Exercise task
Transcribe the records exactly from the line with "Could you please point out the small" to the end, both included.

Start Input data

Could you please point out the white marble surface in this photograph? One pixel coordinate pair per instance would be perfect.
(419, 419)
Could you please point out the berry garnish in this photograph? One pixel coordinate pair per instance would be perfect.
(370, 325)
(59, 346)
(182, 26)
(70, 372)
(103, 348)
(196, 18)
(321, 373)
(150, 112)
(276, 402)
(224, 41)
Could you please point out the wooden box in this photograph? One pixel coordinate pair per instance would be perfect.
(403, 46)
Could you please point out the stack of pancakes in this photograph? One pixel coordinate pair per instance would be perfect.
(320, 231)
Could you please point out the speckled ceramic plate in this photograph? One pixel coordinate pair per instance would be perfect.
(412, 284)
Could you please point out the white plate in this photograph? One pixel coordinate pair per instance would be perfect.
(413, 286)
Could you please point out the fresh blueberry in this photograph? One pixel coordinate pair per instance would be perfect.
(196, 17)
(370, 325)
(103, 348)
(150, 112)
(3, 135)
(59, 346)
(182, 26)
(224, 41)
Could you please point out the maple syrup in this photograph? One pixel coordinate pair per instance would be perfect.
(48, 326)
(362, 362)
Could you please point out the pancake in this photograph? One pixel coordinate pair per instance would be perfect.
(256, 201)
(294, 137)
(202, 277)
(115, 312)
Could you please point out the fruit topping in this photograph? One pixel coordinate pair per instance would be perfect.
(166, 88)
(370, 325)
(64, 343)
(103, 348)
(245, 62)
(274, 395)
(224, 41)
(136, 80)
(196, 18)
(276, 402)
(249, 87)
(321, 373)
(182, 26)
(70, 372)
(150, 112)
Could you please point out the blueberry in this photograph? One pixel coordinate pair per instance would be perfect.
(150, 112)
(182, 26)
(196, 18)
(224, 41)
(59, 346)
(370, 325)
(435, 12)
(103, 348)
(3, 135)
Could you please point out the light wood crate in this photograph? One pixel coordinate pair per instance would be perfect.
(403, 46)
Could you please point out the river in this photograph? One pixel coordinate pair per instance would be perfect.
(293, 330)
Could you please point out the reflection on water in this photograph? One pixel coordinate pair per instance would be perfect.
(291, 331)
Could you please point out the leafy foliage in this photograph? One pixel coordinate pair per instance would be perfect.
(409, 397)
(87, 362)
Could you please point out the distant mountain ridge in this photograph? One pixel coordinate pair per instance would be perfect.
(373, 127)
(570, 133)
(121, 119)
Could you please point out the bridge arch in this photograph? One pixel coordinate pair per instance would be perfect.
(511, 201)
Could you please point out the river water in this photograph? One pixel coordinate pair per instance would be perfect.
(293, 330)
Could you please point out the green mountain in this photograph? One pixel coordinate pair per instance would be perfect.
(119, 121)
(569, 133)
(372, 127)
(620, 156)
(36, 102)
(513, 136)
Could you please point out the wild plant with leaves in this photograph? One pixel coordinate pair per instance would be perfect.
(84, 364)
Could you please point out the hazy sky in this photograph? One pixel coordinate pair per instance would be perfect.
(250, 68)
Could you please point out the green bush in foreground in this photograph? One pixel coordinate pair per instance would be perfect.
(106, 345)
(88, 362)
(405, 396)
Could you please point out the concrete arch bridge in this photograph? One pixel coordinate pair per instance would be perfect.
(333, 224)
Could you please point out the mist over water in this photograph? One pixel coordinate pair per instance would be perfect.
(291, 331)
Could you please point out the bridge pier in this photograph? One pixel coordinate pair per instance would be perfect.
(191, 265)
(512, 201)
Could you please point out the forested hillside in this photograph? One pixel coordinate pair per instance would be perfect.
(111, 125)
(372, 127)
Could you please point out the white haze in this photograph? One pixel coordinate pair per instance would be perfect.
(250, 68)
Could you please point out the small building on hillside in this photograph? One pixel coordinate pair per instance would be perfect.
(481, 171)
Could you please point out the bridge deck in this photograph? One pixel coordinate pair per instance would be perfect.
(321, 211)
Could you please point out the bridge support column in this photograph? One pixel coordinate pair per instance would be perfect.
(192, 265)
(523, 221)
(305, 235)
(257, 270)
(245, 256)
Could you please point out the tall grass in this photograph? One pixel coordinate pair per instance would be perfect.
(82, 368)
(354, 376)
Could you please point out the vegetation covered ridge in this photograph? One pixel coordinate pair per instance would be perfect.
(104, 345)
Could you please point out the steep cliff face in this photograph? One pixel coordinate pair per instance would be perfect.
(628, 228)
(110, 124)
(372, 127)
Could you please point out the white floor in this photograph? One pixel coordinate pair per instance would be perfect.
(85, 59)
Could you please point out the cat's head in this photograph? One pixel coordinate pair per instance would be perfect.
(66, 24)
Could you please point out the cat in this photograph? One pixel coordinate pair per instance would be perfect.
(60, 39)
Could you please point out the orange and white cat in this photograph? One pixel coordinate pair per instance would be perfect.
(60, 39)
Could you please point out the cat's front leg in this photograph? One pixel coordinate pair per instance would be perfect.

End Input data

Answer to this task
Could you please point out the small building on hillside in this photograph? One pixel coordinate pair per instance would be perfect.
(481, 171)
Could you please point out the bridge deck in this photograph? One pixel coordinate pair per instance would be perfect.
(321, 211)
Could you please point out the bridge support column in this photograph? One pixel coordinate pair per instance would be perfect.
(192, 265)
(523, 221)
(305, 235)
(257, 270)
(245, 256)
Could you please point out the tall grass in this photograph? One pixel coordinate pair per instance would be perfect.
(82, 368)
(354, 376)
Could you please point out the vegetation covered ridge in this photograph? One pixel coordinate pair per instance would be perfect.
(104, 345)
Could you please point out the steep cliff face in this photograph? One pixel coordinate pair per instance would be perfect.
(628, 228)
(110, 124)
(372, 127)
Could you please point out the white floor in this photograph? One pixel coordinate pair per instance would be perfect.
(85, 59)
Could you please point out the cat's head in this photograph? One pixel coordinate pair per instance would be perfect.
(66, 24)
Could you please point out the cat in this photograph? One pixel coordinate pair per instance would be perfect.
(60, 39)
Could you please point out the orange and white cat in this photograph? One pixel coordinate pair per instance would be perfect.
(60, 39)
Could you please point out the cat's front leg in this photograph? One pixel coordinate pair per instance would be perfect.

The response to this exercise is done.